• Vol. 46 No. 7, 282–286
  • 15 July 2017

Routine Staging Using Chest Computed Tomography in Workup of Treatment-Naïve Hepatocellular Carcinoma Prior to Locoregional Therapy: Is There a Need?



The lung is the most common site of distal metastasis in patients with hepatocellular carcinoma (HCC), as seen in more than half of patients with extrahepatic disease. The incidence of pulmonary metastasis in all patients with HCC, however, remains low (between 4.5% to 20%). Their presence, nevertheless, contraindicates curative locoregional therapies. The role of staging chest computed tomography (CT) before locoregional treatment is not well defined. This study aimed to assess the utility of pretreatment chest CT prior to locoregional therapy. Materials and Methods: Retrospective review of continuous cases of treatment-naïve HCC referred for locoregional therapy from 2004 to 2013 was performed. Patients with pre-treatment chest CT were evaluated for the presence of pulmonary metastases. HCC features (size, numbers, vascular invasion, nodal status and bone metastases) were recorded. Univariate analysis and multivariate logistic regression were performed for significant association. Results: A total of 780 patients were reviewed, of which 135 received staging chest CT. Pulmonary metastases (n = 17, 12.6%), benign lesions (n = 41, 30.4%) and indeterminate lesions (n = 11, 8.1%) were detected. Among the indeterminate lesions, there were losses to follow-up (n = 2) and deaths within the study period (n = 3). All patients with pulmonary metastases were declined locoregional therapy. Univariate analysis showed statistical significant association between pulmonary metastases with the number of intrahepatic lesions (P <0.01), primary tumour size (P = 0.018) and presence of vascular invasion (P <0.01). On multivariate analysis, the number of intrahepatic lesions (OR: 9.7; 95% CI, 1.6 to 57.2; P = 0.012) and presence of both hepatic and portal venous invasions (OR: 11.8; 95% CI, 1.1 to 128.8; P = 0.043) were the 2 independent positive predictors of pulmonary metastases. Conclusion: The prevalence of pulmonary metastasis is low in HCC and our study does not support the routine use of staging chest CT in all treatment-naïve patients. It can, however, be considered in cases with multiple lesions or vascular invasion.

Hepatocellular carcinoma (HCC) is the most common primary tumour of the liver. It is a major health issue, being the fifth most common tumour in the world with an increasing incidence. Despite advances in treatment, it remains a disease with poor prognosis and survival. The incidence of hepatocellular carcinoma is highest in Asia and Africa due to the high prevalence of hepatitis B and C infections and related liver disease.

## DATA RECORDS
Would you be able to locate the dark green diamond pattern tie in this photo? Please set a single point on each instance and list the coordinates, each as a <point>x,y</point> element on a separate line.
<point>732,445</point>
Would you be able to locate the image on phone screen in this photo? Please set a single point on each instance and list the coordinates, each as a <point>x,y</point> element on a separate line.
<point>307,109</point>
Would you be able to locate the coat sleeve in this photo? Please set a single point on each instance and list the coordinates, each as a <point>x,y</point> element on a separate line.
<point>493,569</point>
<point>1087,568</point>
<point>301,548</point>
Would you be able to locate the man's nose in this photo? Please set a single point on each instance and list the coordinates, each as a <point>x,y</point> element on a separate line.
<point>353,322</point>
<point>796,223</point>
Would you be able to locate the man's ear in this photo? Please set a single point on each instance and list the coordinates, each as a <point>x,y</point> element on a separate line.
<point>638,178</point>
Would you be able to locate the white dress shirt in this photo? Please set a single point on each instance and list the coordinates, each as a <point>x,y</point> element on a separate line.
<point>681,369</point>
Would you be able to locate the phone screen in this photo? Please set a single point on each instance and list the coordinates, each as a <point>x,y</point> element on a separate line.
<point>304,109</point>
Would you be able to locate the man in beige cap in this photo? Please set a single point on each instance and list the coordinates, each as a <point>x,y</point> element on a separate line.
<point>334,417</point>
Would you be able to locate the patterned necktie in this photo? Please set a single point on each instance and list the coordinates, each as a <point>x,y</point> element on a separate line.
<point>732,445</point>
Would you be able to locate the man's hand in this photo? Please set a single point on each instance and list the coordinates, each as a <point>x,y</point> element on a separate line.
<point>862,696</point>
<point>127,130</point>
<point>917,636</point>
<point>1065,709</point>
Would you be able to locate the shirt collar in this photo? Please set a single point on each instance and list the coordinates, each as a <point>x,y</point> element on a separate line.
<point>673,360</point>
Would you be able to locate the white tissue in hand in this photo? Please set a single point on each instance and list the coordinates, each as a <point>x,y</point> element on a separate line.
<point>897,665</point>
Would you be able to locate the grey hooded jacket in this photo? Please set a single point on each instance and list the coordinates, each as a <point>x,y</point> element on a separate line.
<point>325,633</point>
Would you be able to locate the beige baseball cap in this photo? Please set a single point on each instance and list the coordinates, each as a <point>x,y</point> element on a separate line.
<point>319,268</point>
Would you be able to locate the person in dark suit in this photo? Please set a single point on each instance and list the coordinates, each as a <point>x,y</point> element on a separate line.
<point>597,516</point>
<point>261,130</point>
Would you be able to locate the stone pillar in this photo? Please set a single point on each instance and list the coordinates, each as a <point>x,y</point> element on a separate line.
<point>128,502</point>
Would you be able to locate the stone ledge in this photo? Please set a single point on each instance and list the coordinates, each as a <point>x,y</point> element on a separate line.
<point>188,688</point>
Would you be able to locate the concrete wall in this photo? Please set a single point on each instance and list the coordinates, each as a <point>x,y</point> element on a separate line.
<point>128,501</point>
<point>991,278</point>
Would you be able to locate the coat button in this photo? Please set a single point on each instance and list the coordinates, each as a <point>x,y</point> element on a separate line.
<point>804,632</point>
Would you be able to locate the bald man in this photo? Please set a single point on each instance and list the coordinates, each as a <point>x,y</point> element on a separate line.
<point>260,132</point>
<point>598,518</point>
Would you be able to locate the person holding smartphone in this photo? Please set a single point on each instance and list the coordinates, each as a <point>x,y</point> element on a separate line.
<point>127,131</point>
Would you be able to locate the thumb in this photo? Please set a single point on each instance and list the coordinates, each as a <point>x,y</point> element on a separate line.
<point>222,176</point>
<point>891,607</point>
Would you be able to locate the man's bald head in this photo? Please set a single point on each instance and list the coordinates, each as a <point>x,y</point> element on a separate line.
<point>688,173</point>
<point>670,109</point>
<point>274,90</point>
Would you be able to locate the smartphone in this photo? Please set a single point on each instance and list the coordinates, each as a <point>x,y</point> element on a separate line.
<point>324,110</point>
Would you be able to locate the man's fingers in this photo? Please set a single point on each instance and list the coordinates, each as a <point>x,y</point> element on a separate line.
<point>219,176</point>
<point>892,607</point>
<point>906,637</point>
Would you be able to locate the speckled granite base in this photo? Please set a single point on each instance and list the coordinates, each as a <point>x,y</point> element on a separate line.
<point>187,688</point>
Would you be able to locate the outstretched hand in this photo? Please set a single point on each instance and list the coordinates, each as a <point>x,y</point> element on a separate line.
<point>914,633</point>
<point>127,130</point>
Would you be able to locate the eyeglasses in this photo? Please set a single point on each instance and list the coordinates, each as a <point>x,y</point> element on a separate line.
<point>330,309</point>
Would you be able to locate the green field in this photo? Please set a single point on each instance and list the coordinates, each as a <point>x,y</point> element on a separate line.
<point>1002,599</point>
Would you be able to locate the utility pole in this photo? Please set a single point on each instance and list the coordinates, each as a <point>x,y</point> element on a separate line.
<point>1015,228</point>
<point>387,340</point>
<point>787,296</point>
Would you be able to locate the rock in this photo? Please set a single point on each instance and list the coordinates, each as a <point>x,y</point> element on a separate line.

## LIST OF TASKS
[1] Write out the stretch of the hepatocellular carcinoma text from "Hepatocellular carcinoma (HCC) is" through "related liver disease.".
[2] According to the hepatocellular carcinoma text, why is the incidence of hepatocellular carcinoma highest in Asia and Africa?

## ANSWERS BY ITEM
[1]
Hepatocellular carcinoma (HCC) is the most common primary tumour of the liver. It is a major health issue, being the fifth most common tumour in the world with an increasing incidence. Despite advances in treatment, it remains a disease with poor prognosis and survival. The incidence of hepatocellular carcinoma is highest in Asia and Africa due to the high prevalence of hepatitis B and C infections and related liver disease.

[2] Its incidence is highest in Asia and Africa because hepatitis B and C infections and related liver disease are highly prevalent there.